● **Instructions for the task**
Beginning with the line that contains "The function MUST return, for every instance of the cobblestone", extract each line through the end of the listing below, with no additions or omissions.

-- start of Extracted information --

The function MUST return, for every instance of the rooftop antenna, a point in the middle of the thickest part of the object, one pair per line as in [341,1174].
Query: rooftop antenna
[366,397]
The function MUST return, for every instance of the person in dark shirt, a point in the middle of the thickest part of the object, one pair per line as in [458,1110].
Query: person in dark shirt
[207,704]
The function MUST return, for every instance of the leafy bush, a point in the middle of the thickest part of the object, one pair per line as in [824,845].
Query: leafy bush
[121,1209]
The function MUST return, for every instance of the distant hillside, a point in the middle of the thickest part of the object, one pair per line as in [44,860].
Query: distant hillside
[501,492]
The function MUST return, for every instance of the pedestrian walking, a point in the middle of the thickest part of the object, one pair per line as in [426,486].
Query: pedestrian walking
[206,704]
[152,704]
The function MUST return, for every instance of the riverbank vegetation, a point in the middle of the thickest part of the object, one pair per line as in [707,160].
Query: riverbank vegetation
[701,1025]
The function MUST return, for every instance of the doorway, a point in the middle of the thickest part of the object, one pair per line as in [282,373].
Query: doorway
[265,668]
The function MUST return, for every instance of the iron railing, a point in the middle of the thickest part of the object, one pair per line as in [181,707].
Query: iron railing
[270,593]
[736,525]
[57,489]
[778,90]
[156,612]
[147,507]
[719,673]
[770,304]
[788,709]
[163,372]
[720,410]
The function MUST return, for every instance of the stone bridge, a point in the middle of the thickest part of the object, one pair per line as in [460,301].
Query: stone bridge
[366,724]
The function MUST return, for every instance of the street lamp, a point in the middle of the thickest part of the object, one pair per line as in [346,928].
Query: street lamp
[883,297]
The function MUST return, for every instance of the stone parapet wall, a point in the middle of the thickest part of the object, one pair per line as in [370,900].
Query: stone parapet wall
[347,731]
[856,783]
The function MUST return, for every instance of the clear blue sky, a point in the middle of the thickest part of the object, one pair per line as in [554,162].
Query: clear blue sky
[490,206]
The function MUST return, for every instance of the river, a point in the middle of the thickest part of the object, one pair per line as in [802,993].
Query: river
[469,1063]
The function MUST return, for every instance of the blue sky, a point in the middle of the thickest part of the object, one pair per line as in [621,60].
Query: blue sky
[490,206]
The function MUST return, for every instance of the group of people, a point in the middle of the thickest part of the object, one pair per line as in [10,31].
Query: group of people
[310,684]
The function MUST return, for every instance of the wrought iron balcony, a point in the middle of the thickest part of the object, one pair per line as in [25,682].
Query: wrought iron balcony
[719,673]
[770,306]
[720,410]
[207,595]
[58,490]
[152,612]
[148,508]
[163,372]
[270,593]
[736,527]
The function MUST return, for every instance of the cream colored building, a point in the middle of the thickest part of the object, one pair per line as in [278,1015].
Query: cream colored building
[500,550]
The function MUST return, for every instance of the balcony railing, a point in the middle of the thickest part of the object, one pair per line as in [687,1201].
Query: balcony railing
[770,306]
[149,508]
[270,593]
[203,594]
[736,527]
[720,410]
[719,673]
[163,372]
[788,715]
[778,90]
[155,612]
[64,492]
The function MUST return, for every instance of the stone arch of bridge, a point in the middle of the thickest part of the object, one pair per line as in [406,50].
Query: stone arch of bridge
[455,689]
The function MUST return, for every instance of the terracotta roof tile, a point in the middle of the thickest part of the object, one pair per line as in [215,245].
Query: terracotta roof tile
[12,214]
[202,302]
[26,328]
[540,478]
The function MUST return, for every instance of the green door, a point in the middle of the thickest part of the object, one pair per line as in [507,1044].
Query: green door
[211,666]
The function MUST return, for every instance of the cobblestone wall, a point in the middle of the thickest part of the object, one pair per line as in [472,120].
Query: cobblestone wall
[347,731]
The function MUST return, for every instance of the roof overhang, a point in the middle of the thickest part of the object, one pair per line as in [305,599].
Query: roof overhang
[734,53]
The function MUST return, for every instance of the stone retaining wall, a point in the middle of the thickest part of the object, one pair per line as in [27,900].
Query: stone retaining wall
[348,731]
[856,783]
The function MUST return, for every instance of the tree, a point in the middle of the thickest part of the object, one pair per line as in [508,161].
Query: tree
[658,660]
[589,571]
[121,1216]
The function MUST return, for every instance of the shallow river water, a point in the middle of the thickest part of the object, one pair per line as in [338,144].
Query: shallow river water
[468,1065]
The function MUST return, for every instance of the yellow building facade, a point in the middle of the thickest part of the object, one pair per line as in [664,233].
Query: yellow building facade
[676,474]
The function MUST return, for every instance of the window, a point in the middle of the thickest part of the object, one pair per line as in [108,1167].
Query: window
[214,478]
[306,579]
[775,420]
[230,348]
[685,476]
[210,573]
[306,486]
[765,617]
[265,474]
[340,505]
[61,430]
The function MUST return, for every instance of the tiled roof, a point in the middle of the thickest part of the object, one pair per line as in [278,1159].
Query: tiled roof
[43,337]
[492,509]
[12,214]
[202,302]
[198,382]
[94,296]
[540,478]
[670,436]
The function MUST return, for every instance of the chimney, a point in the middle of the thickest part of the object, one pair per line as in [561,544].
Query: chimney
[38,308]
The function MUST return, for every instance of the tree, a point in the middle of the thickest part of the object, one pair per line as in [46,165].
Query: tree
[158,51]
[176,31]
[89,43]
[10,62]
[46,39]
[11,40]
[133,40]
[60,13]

-- end of Extracted information --

● **Finished answer**
The function MUST return, for every instance of the cobblestone wall, a point in the middle of the thickest part of the object, one pair per line as in [472,120].
Query: cobblestone wall
[347,731]
The function MUST return, for every instance of the roof overhang, a point in the middle of the thickest part of the object, one pair per line as in [305,599].
Query: roof overhang
[734,53]
The function MUST return, for every instance of the stone retaining wall, a point in the middle of the thickest part of the object, one pair per line as in [27,900].
Query: stone retaining wall
[348,731]
[856,783]
The function MUST return, for every instance of the tree, a point in the middle of the thickest part of the object, one pair per line as in [508,161].
Query: tree
[658,660]
[589,571]
[121,1216]
The function MUST return, for every instance of the shallow river water, a point in the middle of the thickest part of the object, one pair per line as in [338,144].
Query: shallow river water
[468,1065]
The function MUST return, for every instance of the yellow building facade, a point in the middle of the thickest part of the object, one pair per line as in [664,233].
Query: yellow building facade
[676,474]
The function MUST return, for every instance of the window, a point in the middle of the thickest part of the object, one pair per line as in [108,1167].
Query: window
[214,478]
[306,579]
[775,420]
[230,348]
[685,476]
[210,573]
[306,486]
[765,617]
[265,474]
[340,505]
[61,430]
The function MUST return, for every instance of the tiled roof, a point in the middle of the thickest part of the object, one pair per line as in [278,1159].
Query: tiled roof
[43,337]
[492,509]
[12,214]
[202,302]
[198,382]
[94,296]
[540,478]
[670,436]
The function MUST return, for every instance of the chimney, a point in the middle of the thickest part of the object, one pair per line as in [561,544].
Query: chimney
[38,308]
The function MUST return, for every instance of the tree, a point in the middle of the thickest part of the object, one pair per line as in [46,165].
Query: tree
[158,51]
[176,31]
[89,43]
[10,62]
[46,39]
[11,40]
[133,40]
[60,13]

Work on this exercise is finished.